TASK TO COMPLETE
Retype each record shown below, leaving every character as it is.

RECORDS FOR THE TASK
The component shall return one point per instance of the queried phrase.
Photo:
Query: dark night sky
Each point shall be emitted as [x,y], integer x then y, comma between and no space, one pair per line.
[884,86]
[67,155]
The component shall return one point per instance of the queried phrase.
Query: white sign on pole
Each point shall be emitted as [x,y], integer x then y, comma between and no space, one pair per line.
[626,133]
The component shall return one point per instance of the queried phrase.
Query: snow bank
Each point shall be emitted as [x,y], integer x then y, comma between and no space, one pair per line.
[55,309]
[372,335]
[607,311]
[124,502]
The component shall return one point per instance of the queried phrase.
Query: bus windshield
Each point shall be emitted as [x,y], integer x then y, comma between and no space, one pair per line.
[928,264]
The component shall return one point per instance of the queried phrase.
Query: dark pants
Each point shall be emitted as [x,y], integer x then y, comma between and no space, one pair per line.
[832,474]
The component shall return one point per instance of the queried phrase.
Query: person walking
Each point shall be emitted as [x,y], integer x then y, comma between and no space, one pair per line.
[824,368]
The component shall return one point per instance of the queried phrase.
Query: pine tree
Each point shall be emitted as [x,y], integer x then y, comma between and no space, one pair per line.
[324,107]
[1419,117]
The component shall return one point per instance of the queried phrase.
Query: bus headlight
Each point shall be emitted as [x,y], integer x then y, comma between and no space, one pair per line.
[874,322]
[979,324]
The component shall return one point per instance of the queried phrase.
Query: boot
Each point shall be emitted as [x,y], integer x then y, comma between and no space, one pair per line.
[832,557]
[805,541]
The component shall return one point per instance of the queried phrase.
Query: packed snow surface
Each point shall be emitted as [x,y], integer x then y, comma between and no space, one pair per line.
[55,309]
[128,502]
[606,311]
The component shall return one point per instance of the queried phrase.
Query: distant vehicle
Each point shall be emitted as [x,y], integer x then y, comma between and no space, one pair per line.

FINAL ANSWER
The component shall return one point per instance of the queried phrase.
Photo:
Query: dark night sky
Each point shall be emitted as [x,y], integer x then y, comma between and no space, one pair per line.
[884,86]
[67,155]
The component shall return one point per instance of the queried phrase.
Query: white sign on pole
Each point shall be emitted as [x,y], integer x then y, comma between and no space, one pair per line.
[626,133]
The component shall return one point per instance of the queried phrase.
Query: snow bank
Each point shall be emitted as [x,y], integer x then y, comma between and no space, one pair per line.
[55,309]
[372,335]
[607,311]
[124,502]
The component shall return one point per instance of the queried phrase.
Query: bus windshield
Each point shall be emitted as [x,y], integer x then y, comma between and no space, one pair per line.
[928,264]
The component shall return one point per instance of the queried phrase.
Query: dark pants
Each point shall be emitted as [x,y], integer x then y, comma between and no space, one pair per line.
[832,474]
The component shall return one point per instance of the queried phrase.
Query: person walking
Each point shall be emitted as [x,y], integer x then y, comma between and no space, one pair per line.
[824,368]
The component shall return one point per instance of the queried phrase.
Query: pine tree
Each point shall be emitted as [x,y], integer x then y, comma between and no space, one pair per line.
[324,107]
[1419,117]
The component shall return one point per instance of the queried phrase.
Query: bus headlight
Each point shall be emitted as [x,y], integer x then y, comma between and no space, one pair per line.
[874,322]
[979,324]
The component shall return one point per instance of the queried phrase.
Query: boot
Each point shall be emitted as [x,y], integer x then y, comma between and no space, one pair per line.
[832,557]
[805,541]
The component shall return one point per instance of the queried phrase.
Query: packed snow surface
Each point shall be emitted as [x,y], integer x then y, comma between and no space, one pair per line.
[55,309]
[128,502]
[606,311]
The component shall return one point per instance of the queried phrase.
Query: distant vehicle
Each point shall be emitted as [x,y], integer x then y, comma between and no space, one pair per line.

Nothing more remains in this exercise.